- **Provided text**:

"""

A McLaren Vale Shiraz has beaten more than 100 global rivals to be crowned the world’s best at one of the wine industry’s most respected competitions.

By Jeni O'Dowd
Wed, Jun 3, 2026 11:50amGrey Clock 2 min

A $25 bottle of Shiraz from South Australia has achieved something few wines ever do: it has claimed the top spot in a prestigious international competition and outperformed rivals many times its price.

The 2023 Classic Shiraz from Beresford Estate in McLaren Vale was awarded the International Syrah Trophy at the 2026 International Wine Challenge, one of the wine industry’s most respected judging events.

The wine also received 97 points, a Gold Medal and four major trophies, making it the highest-scoring Australian trophy winner in this year’s competition.

The result placed the wine first among 111 Shiraz entries from around the world and ahead of several highly regarded Australian trophy-winning wines.

"""

- **Job A**: From the McLaren Vale Shiraz article, quote the passage that opens with the words containing "A $25 bottle" and closes with "this year’s competition.".
- **Job B**: According to the McLaren Vale Shiraz article, how many points did the 2023 Classic Shiraz from Beresford Estate receive?

- **Material provided**:

"""

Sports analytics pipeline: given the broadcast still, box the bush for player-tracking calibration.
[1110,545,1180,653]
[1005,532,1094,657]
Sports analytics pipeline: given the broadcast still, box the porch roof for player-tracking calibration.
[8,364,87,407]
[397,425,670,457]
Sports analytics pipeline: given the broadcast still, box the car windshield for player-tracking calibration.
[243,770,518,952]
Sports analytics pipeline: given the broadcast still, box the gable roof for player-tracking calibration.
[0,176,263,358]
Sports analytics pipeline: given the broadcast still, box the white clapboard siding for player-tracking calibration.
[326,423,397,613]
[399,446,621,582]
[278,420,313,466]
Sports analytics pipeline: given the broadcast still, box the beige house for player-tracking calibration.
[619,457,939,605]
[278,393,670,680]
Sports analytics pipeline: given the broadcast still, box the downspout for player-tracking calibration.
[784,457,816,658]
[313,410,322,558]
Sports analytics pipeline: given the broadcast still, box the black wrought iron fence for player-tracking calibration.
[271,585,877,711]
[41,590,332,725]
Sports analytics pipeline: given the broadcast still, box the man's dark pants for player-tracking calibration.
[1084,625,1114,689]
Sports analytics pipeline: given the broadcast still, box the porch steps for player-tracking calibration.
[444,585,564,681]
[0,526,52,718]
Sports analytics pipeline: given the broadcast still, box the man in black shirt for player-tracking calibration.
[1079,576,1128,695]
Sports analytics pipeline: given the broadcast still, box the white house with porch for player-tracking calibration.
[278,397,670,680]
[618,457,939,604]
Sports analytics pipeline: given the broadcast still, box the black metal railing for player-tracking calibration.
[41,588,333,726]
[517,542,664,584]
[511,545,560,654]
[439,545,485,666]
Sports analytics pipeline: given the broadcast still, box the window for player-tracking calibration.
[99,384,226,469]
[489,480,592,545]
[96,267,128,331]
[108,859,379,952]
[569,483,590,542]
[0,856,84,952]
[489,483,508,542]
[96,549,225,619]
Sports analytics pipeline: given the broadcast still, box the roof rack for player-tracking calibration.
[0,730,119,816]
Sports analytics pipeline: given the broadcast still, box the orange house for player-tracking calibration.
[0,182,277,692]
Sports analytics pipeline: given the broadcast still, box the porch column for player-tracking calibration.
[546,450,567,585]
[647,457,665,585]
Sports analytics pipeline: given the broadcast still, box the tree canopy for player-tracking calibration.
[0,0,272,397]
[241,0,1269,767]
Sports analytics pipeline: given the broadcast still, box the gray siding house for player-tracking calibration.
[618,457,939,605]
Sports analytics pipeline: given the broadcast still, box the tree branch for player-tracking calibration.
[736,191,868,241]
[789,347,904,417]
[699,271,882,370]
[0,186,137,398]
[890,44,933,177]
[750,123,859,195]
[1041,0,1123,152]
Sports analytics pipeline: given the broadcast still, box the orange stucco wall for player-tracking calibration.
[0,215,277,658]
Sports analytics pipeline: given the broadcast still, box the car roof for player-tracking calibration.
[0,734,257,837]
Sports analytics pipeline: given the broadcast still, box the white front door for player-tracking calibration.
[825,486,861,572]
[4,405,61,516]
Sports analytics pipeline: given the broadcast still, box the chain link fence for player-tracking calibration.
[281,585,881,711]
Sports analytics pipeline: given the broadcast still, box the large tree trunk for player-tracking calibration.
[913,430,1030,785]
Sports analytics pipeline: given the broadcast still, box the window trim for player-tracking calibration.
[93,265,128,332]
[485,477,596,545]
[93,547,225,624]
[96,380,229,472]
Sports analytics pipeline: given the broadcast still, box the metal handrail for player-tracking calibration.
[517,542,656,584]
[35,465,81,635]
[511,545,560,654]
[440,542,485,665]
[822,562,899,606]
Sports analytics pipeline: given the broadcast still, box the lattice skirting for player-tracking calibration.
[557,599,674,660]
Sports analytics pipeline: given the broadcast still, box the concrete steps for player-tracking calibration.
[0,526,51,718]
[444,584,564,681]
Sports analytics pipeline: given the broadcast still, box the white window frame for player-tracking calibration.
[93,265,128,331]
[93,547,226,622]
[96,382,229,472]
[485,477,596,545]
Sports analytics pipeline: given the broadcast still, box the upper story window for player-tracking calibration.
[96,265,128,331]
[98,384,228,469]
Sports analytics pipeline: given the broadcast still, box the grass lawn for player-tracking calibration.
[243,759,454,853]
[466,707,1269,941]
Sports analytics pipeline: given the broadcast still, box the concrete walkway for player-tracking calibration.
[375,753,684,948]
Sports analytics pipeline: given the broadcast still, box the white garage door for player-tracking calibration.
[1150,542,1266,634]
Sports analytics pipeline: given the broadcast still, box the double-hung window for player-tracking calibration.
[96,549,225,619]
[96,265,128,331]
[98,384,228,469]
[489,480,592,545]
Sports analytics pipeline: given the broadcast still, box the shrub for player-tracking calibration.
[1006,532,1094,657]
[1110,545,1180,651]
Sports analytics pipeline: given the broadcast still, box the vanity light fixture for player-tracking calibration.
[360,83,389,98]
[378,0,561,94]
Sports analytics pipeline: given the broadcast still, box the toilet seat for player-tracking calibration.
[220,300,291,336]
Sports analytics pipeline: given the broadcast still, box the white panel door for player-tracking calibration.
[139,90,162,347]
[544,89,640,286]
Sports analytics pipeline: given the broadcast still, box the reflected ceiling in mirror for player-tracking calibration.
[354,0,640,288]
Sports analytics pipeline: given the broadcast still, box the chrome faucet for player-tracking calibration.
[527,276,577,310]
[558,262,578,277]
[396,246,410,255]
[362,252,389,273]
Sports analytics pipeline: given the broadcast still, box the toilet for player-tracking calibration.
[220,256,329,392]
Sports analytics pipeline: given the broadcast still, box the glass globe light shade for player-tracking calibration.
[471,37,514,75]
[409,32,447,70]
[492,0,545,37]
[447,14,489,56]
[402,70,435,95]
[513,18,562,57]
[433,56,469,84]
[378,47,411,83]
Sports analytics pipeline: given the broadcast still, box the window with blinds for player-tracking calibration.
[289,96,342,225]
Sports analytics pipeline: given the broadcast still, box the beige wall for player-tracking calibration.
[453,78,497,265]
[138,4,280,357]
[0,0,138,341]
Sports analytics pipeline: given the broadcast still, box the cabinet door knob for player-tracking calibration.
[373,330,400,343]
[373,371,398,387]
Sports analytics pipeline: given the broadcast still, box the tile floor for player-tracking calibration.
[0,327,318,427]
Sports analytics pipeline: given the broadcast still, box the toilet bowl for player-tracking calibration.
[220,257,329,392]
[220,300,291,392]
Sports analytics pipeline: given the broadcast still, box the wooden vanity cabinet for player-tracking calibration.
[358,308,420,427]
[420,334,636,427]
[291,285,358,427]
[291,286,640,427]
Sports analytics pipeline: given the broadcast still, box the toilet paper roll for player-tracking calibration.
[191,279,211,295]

"""

- **Complete answer A**:
A $25 bottle of Shiraz from South Australia has achieved something few wines ever do: it has claimed the top spot in a prestigious international competition and outperformed rivals many times its price.

The 2023 Classic Shiraz from Beresford Estate in McLaren Vale was awarded the International Syrah Trophy at the 2026 International Wine Challenge, one of the wine industry’s most respected judging events.

The wine also received 97 points, a Gold Medal and four major trophies, making it the highest-scoring Australian trophy winner in this year’s competition.

- **Complete answer B**: 97 points.